If you’re struggling through COVID-19, don’t do so alone
It makes sense that people vulnerable in terms of mental health might struggle through an extended period of isolation. But the numbers that we reported last week, from a CDC report, were next level.
More than a quarter – 25.5 percent – of those ages 18-24, and 16 percent of those ages 25-44, reported in June having thoughts of suicide in the previous 30 days.
We can guess that those numbers are at least holding, and maybe have pushed higher, now that we’re two months deeper into our two weeks to flatten the COVID-19 curve.
Other indicators of the stresses of the current time are also sky-high. The prevalence of symptoms of anxiety disorder was approximately three times those reported in the second quarter of 2019 (25.5 percent versus 8.1 percent), and prevalence of depressive disorder was approximately four times that reported in the second quarter of 2019 (24.3 percent versus 6.5 percent).

============

[Problems to solve]:
a) In the COVID-19 mental health piece, what percentage of people ages 18-24 reported having thoughts of suicide in the previous 30 days?
b) Please pick up the COVID-19 mental health piece after its final sentence and continue it.

============

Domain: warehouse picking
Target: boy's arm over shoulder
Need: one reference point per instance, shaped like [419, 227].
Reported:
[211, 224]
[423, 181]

============

[Results in order]:
a) 25.5 percent, more than a quarter, in June.

b)
And in a cruel twist, those most vulnerable are also going to be less likely to seek help, because of the drumbeat of public health messaging stressing social distancing and staying at home.
Just as we are beginning to learn the toll in terms of the many so-called lockdown deaths from people not seeking medical attention for heart attacks and strokes and curtailing important cancer treatments, it’s starting to become clear that untreated mental health problems are adding to the excess deaths experienced over the past five months.
That’s the formal part of this op-ed.
Now, to the personal.
If you’re struggling, look, it’s not just you.
Millions have lost their jobs; millions more who haven’t dearly miss what had been routine connections with friends, family.
Add those two totals up, and you’re talking about pretty much all of us.
Our routines are so out of whack that we almost can’t imagine what life was like before 2020.
It might seem like there’s no end to the current new normal in sight, and honestly, I wish I could pinpoint that end date.
I can say from my daily reads through the public health data that it is coming.
In the meantime, you don’t need to go through this alone.
The National Suicide Prevention Hotline is a great resource.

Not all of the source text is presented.